* _WRITTEN INSTRUCTION_: Present the listing below as a Markdown table with the columns Row and Text. Put each nonblank line in its own numbered row and leave out the blank lines.

* _DATA FOR THE TASK_:
■ ■ ■

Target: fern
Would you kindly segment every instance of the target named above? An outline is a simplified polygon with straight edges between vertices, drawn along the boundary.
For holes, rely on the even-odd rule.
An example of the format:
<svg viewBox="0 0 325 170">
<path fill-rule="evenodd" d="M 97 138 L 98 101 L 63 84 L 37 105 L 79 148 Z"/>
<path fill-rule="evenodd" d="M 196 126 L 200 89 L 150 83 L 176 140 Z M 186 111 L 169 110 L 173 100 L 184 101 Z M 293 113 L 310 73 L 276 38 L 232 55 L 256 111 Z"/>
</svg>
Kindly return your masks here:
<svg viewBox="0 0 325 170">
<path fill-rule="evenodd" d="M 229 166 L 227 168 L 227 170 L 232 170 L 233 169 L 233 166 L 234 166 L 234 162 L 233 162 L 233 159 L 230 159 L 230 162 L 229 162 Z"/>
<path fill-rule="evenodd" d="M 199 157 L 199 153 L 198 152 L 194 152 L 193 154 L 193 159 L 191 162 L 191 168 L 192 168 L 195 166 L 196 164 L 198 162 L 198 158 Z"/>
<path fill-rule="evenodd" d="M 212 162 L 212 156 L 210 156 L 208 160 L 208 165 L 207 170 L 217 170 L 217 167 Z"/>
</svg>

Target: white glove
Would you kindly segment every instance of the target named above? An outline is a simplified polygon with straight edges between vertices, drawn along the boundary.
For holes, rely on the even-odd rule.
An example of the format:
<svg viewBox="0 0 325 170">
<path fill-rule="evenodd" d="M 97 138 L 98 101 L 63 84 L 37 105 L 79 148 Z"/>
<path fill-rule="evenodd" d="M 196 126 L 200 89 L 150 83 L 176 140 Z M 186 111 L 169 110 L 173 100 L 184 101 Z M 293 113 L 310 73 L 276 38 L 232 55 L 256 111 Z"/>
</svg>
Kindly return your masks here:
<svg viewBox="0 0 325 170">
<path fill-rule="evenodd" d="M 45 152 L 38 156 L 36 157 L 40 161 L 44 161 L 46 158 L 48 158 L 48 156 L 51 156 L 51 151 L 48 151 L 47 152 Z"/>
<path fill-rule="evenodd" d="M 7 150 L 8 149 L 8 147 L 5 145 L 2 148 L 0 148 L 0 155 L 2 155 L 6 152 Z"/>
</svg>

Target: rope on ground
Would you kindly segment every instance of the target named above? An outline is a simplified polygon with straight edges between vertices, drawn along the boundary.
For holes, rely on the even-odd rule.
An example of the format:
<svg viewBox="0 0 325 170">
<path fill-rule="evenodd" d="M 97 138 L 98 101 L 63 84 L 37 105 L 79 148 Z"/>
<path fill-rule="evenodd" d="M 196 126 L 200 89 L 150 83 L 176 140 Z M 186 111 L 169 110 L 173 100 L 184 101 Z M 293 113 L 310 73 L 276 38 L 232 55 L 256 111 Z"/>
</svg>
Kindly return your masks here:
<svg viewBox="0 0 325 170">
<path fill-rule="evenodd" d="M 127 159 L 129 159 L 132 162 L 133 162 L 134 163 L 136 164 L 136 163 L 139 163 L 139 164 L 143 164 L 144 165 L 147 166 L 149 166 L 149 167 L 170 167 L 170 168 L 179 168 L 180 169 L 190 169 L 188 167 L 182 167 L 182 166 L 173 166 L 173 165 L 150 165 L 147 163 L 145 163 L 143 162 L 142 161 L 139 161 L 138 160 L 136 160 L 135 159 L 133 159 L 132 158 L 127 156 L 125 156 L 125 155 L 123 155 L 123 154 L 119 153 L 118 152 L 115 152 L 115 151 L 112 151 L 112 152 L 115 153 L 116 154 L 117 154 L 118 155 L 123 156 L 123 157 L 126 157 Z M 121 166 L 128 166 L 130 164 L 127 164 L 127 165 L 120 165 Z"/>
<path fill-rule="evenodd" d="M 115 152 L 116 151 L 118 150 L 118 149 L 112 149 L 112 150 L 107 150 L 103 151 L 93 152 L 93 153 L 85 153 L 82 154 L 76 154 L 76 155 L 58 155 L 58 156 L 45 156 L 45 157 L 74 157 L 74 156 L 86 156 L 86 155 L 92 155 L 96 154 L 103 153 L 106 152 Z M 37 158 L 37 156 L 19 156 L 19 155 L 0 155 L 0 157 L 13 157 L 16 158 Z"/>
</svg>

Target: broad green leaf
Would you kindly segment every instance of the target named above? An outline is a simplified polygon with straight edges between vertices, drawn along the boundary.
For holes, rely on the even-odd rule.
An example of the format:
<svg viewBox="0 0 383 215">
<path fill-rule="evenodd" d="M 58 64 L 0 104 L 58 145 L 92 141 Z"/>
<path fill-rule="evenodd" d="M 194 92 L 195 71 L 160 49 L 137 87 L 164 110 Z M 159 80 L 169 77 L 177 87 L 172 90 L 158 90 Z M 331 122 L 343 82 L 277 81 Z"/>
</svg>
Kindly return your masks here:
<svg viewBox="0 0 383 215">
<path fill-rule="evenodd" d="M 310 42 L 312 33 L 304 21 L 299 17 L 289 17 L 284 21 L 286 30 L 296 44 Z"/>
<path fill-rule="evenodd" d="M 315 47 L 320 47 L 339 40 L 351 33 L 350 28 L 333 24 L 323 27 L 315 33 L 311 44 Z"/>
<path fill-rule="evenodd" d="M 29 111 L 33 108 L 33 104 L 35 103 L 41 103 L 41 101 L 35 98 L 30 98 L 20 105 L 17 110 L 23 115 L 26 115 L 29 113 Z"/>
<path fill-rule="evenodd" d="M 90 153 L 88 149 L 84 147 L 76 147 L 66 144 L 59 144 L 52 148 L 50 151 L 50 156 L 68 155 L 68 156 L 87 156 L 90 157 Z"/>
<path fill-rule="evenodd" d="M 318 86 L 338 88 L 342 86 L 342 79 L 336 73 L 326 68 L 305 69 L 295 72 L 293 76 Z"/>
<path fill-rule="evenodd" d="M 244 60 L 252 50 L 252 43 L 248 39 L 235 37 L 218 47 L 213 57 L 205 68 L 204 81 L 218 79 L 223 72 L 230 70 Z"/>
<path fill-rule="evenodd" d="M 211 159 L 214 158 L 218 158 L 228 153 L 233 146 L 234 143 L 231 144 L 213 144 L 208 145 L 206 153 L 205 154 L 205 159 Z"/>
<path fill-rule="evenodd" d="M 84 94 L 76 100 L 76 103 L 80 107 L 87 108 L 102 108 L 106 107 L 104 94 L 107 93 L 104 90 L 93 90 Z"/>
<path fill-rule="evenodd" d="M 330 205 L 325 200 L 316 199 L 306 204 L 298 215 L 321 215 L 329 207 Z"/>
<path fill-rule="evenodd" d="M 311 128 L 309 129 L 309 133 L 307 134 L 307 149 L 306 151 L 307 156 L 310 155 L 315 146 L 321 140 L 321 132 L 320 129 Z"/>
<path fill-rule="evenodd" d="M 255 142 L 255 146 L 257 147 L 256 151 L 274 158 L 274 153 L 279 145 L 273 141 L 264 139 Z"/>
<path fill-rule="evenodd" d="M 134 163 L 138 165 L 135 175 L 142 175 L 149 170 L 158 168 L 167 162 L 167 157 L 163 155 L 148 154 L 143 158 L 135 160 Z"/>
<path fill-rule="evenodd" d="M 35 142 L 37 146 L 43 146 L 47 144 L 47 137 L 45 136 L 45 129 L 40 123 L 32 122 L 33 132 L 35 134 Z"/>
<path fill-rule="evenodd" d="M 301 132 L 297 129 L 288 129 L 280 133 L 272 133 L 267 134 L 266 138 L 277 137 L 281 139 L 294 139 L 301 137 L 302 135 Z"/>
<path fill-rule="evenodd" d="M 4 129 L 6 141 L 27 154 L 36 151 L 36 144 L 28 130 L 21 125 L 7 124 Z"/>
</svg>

■ ■ ■

* _SOLUTION_:
| Row | Text |
|---|---|
| 1 | Target: fern |
| 2 | Would you kindly segment every instance of the target named above? An outline is a simplified polygon with straight edges between vertices, drawn along the boundary. |
| 3 | For holes, rely on the even-odd rule. |
| 4 | An example of the format: |
| 5 | <svg viewBox="0 0 325 170"> |
| 6 | <path fill-rule="evenodd" d="M 97 138 L 98 101 L 63 84 L 37 105 L 79 148 Z"/> |
| 7 | <path fill-rule="evenodd" d="M 196 126 L 200 89 L 150 83 L 176 140 Z M 186 111 L 169 110 L 173 100 L 184 101 Z M 293 113 L 310 73 L 276 38 L 232 55 L 256 111 Z"/> |
| 8 | </svg> |
| 9 | Kindly return your masks here: |
| 10 | <svg viewBox="0 0 325 170"> |
| 11 | <path fill-rule="evenodd" d="M 229 166 L 227 168 L 227 170 L 232 170 L 233 169 L 233 166 L 234 166 L 234 162 L 233 162 L 233 159 L 230 159 L 230 162 L 229 162 Z"/> |
| 12 | <path fill-rule="evenodd" d="M 199 157 L 199 153 L 198 152 L 194 152 L 193 154 L 193 159 L 191 162 L 191 168 L 192 168 L 195 166 L 196 164 L 198 162 L 198 158 Z"/> |
| 13 | <path fill-rule="evenodd" d="M 212 162 L 212 156 L 210 156 L 208 160 L 208 165 L 207 170 L 217 170 L 217 167 Z"/> |
| 14 | </svg> |
| 15 | Target: white glove |
| 16 | Would you kindly segment every instance of the target named above? An outline is a simplified polygon with straight edges between vertices, drawn along the boundary. |
| 17 | For holes, rely on the even-odd rule. |
| 18 | An example of the format: |
| 19 | <svg viewBox="0 0 325 170"> |
| 20 | <path fill-rule="evenodd" d="M 97 138 L 98 101 L 63 84 L 37 105 L 79 148 Z"/> |
| 21 | <path fill-rule="evenodd" d="M 196 126 L 200 89 L 150 83 L 176 140 Z M 186 111 L 169 110 L 173 100 L 184 101 Z M 293 113 L 310 73 L 276 38 L 232 55 L 256 111 Z"/> |
| 22 | </svg> |
| 23 | Kindly return your masks here: |
| 24 | <svg viewBox="0 0 325 170"> |
| 25 | <path fill-rule="evenodd" d="M 45 152 L 38 156 L 36 157 L 40 161 L 44 161 L 46 158 L 48 158 L 48 156 L 51 156 L 51 151 L 48 151 L 47 152 Z"/> |
| 26 | <path fill-rule="evenodd" d="M 7 150 L 8 149 L 8 147 L 5 145 L 2 148 L 0 148 L 0 155 L 2 155 L 6 152 Z"/> |
| 27 | </svg> |
| 28 | Target: rope on ground |
| 29 | Would you kindly segment every instance of the target named above? An outline is a simplified polygon with straight edges between vertices, drawn along the boundary. |
| 30 | For holes, rely on the even-odd rule. |
| 31 | An example of the format: |
| 32 | <svg viewBox="0 0 325 170"> |
| 33 | <path fill-rule="evenodd" d="M 97 138 L 98 101 L 63 84 L 37 105 L 79 148 Z"/> |
| 34 | <path fill-rule="evenodd" d="M 196 126 L 200 89 L 150 83 L 176 140 Z M 186 111 L 169 110 L 173 100 L 184 101 Z M 293 113 L 310 73 L 276 38 L 232 55 L 256 111 Z"/> |
| 35 | </svg> |
| 36 | Kindly return your masks here: |
| 37 | <svg viewBox="0 0 325 170"> |
| 38 | <path fill-rule="evenodd" d="M 127 159 L 129 159 L 132 162 L 133 162 L 134 163 L 136 164 L 136 163 L 139 163 L 139 164 L 143 164 L 144 165 L 147 166 L 149 166 L 149 167 L 170 167 L 170 168 L 179 168 L 180 169 L 190 169 L 188 167 L 182 167 L 182 166 L 173 166 L 173 165 L 150 165 L 147 163 L 145 163 L 143 162 L 142 161 L 139 161 L 138 160 L 136 160 L 135 159 L 133 159 L 132 158 L 127 156 L 125 156 L 125 155 L 123 155 L 123 154 L 119 153 L 118 152 L 115 152 L 115 151 L 112 151 L 112 152 L 115 153 L 116 154 L 117 154 L 118 155 L 123 156 L 123 157 L 126 157 Z M 121 166 L 128 166 L 130 164 L 127 164 L 127 165 L 120 165 Z"/> |
| 39 | <path fill-rule="evenodd" d="M 115 152 L 116 151 L 118 150 L 118 149 L 112 149 L 112 150 L 107 150 L 103 151 L 93 152 L 93 153 L 85 153 L 82 154 L 76 154 L 76 155 L 58 155 L 58 156 L 45 156 L 45 157 L 74 157 L 74 156 L 86 156 L 86 155 L 92 155 L 96 154 L 103 153 L 106 152 Z M 37 158 L 37 156 L 19 156 L 19 155 L 0 155 L 0 157 L 13 157 L 16 158 Z"/> |
| 40 | </svg> |
| 41 | Target: broad green leaf |
| 42 | Would you kindly segment every instance of the target named above? An outline is a simplified polygon with straight edges between vertices, drawn along the boundary. |
| 43 | For holes, rely on the even-odd rule. |
| 44 | An example of the format: |
| 45 | <svg viewBox="0 0 383 215"> |
| 46 | <path fill-rule="evenodd" d="M 58 64 L 0 104 L 58 145 L 92 141 Z"/> |
| 47 | <path fill-rule="evenodd" d="M 194 92 L 195 71 L 160 49 L 137 87 L 164 110 Z M 159 80 L 169 77 L 177 87 L 172 90 L 158 90 Z M 331 122 L 343 82 L 277 81 Z"/> |
| 48 | </svg> |
| 49 | Kindly return your masks here: |
| 50 | <svg viewBox="0 0 383 215"> |
| 51 | <path fill-rule="evenodd" d="M 310 42 L 312 33 L 304 21 L 299 17 L 289 17 L 284 21 L 286 30 L 296 44 Z"/> |
| 52 | <path fill-rule="evenodd" d="M 315 47 L 320 47 L 339 40 L 351 33 L 350 28 L 333 24 L 323 27 L 315 33 L 311 44 Z"/> |
| 53 | <path fill-rule="evenodd" d="M 29 111 L 33 108 L 33 104 L 35 103 L 41 103 L 41 101 L 35 98 L 30 98 L 20 105 L 17 110 L 23 115 L 26 115 L 29 113 Z"/> |
| 54 | <path fill-rule="evenodd" d="M 90 153 L 88 149 L 84 147 L 76 147 L 66 144 L 59 144 L 52 148 L 50 151 L 50 156 L 68 155 L 68 156 L 87 156 L 90 157 Z"/> |
| 55 | <path fill-rule="evenodd" d="M 318 86 L 338 88 L 342 86 L 342 79 L 336 73 L 326 68 L 305 69 L 295 72 L 293 76 Z"/> |
| 56 | <path fill-rule="evenodd" d="M 244 60 L 252 50 L 252 43 L 248 39 L 235 37 L 218 47 L 213 57 L 205 68 L 204 81 L 218 79 L 223 72 L 230 70 Z"/> |
| 57 | <path fill-rule="evenodd" d="M 211 159 L 214 158 L 218 158 L 228 153 L 233 146 L 234 143 L 231 144 L 213 144 L 208 145 L 206 153 L 205 154 L 205 159 Z"/> |
| 58 | <path fill-rule="evenodd" d="M 84 94 L 76 100 L 76 103 L 80 107 L 87 108 L 102 108 L 106 107 L 104 94 L 107 93 L 104 90 L 93 90 Z"/> |
| 59 | <path fill-rule="evenodd" d="M 330 205 L 325 200 L 316 199 L 306 204 L 298 215 L 321 215 L 329 207 Z"/> |
| 60 | <path fill-rule="evenodd" d="M 311 128 L 309 129 L 309 133 L 307 134 L 307 149 L 306 151 L 307 156 L 310 155 L 315 146 L 321 140 L 321 132 L 320 129 Z"/> |
| 61 | <path fill-rule="evenodd" d="M 255 142 L 255 146 L 257 147 L 256 151 L 274 158 L 274 153 L 279 145 L 273 141 L 264 139 Z"/> |
| 62 | <path fill-rule="evenodd" d="M 134 163 L 138 165 L 135 175 L 142 175 L 149 170 L 158 168 L 167 162 L 167 157 L 163 155 L 148 154 L 143 158 L 135 160 Z"/> |
| 63 | <path fill-rule="evenodd" d="M 35 142 L 37 146 L 43 146 L 47 144 L 47 137 L 45 136 L 45 129 L 40 123 L 32 122 L 33 132 L 35 134 Z"/> |
| 64 | <path fill-rule="evenodd" d="M 301 132 L 297 129 L 288 129 L 280 133 L 272 133 L 267 134 L 266 138 L 277 137 L 281 139 L 294 139 L 301 137 L 302 135 Z"/> |
| 65 | <path fill-rule="evenodd" d="M 4 129 L 6 141 L 27 154 L 36 151 L 36 144 L 28 130 L 21 125 L 7 124 Z"/> |
| 66 | </svg> |